Segment Start: DATASET ENTRIES
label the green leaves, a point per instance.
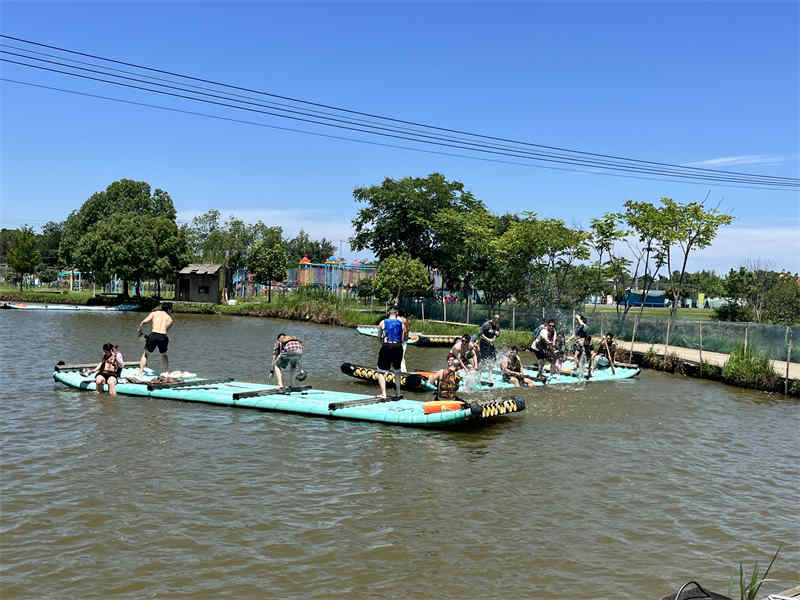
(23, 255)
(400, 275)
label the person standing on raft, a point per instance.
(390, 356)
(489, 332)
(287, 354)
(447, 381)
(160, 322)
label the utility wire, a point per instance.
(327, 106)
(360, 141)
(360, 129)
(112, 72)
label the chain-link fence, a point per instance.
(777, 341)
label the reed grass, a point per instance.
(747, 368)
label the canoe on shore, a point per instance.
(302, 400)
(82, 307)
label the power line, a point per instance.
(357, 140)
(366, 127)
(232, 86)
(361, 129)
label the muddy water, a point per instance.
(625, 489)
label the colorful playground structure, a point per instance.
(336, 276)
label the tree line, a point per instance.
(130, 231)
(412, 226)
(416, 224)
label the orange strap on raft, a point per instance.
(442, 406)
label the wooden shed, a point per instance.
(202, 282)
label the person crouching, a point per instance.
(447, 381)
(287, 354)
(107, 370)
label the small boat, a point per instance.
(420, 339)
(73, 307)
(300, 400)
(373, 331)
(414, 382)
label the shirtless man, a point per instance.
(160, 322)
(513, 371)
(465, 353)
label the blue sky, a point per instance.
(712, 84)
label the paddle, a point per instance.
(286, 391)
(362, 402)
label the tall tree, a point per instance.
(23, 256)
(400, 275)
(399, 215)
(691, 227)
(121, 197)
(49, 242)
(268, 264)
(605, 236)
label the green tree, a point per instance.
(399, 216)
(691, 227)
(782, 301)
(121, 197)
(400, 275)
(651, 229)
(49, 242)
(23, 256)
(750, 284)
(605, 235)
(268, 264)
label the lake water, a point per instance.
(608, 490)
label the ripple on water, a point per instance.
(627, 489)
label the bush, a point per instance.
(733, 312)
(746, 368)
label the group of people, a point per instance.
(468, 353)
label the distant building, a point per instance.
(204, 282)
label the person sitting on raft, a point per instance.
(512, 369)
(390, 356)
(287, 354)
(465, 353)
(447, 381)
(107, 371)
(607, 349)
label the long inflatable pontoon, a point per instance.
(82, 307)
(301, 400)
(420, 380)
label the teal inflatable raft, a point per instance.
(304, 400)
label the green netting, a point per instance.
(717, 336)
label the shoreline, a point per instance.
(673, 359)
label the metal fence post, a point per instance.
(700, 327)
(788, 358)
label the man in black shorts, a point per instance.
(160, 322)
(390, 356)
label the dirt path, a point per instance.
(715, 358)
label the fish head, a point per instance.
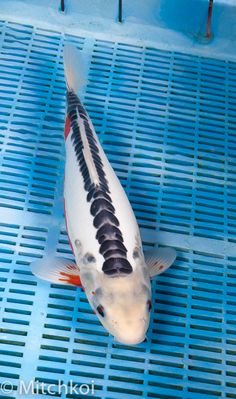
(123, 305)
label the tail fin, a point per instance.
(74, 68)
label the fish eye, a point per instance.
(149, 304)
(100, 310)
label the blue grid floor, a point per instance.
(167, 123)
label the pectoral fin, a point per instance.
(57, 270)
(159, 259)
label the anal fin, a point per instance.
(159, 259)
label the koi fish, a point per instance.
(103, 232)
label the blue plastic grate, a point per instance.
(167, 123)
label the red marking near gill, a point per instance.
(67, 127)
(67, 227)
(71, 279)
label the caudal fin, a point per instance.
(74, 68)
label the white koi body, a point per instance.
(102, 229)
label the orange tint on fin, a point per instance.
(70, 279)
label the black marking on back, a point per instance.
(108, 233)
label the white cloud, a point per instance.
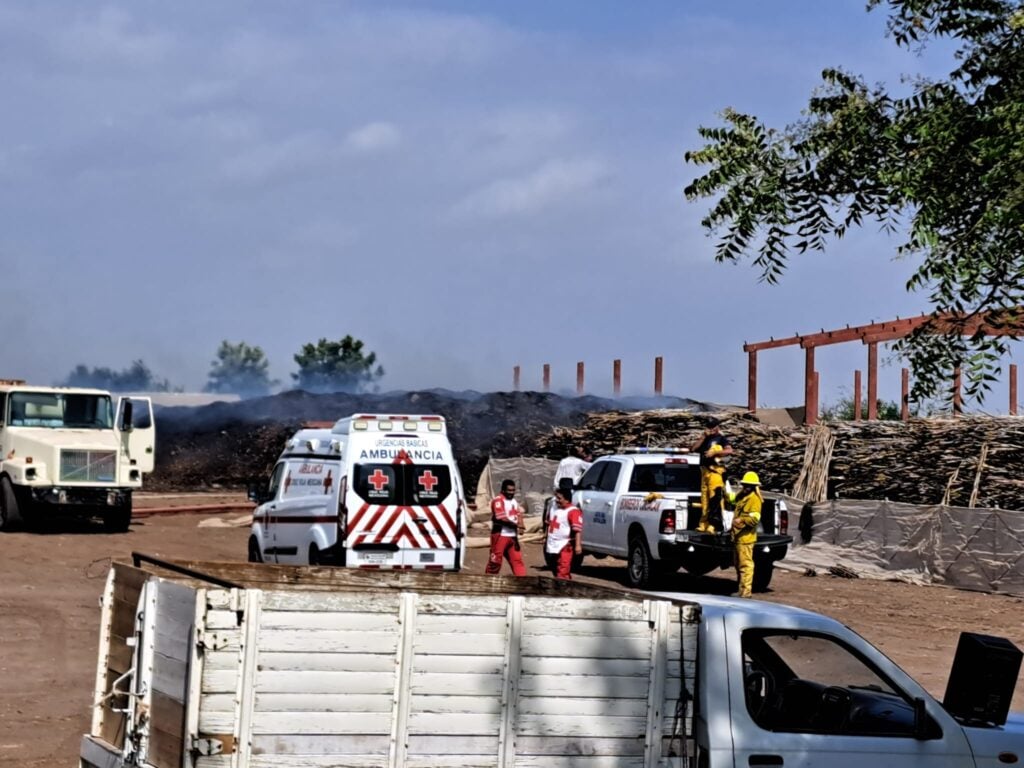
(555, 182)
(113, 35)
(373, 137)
Segment End: DATASET ENTRIES
Segment Start: DATASET ENTRIES
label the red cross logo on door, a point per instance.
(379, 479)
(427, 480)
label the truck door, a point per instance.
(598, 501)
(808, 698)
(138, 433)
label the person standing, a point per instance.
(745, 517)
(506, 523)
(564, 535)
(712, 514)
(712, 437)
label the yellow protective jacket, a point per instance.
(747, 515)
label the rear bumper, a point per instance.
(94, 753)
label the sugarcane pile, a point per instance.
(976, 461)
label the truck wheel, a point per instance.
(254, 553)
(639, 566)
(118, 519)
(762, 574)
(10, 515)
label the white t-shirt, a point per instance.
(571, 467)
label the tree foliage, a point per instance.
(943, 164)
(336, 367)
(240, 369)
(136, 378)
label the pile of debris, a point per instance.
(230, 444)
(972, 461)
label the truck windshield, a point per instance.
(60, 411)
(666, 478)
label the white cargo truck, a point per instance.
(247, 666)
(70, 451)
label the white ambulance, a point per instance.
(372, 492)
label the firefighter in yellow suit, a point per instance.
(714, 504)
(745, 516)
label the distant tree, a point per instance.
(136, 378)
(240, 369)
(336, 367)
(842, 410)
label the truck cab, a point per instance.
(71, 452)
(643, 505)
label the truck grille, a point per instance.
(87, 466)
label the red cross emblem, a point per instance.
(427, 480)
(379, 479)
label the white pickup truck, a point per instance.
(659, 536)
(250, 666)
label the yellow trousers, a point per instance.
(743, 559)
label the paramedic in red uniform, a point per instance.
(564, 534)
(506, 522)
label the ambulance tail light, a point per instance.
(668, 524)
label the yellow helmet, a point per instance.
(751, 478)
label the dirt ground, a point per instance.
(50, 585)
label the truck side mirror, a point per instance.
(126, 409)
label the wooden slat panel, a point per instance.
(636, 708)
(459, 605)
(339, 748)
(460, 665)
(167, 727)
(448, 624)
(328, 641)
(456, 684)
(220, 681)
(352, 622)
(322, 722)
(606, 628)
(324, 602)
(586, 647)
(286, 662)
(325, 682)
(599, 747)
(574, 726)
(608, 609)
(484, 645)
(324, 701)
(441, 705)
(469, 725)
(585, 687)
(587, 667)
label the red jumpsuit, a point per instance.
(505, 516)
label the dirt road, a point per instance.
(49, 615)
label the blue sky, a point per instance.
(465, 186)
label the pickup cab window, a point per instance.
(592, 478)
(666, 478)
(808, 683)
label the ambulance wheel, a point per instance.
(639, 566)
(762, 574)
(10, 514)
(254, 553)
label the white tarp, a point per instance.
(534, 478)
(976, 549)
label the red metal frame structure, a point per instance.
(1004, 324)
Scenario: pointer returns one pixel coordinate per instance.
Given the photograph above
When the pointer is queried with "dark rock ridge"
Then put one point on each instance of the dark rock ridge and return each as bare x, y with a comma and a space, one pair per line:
Segment End: DATASET ENTRIES
TASK TO CARRY OUT |
Within the records above, work out on how many lines the string "dark" appears, and give only that number.

PROBLEM SOLUTION |
2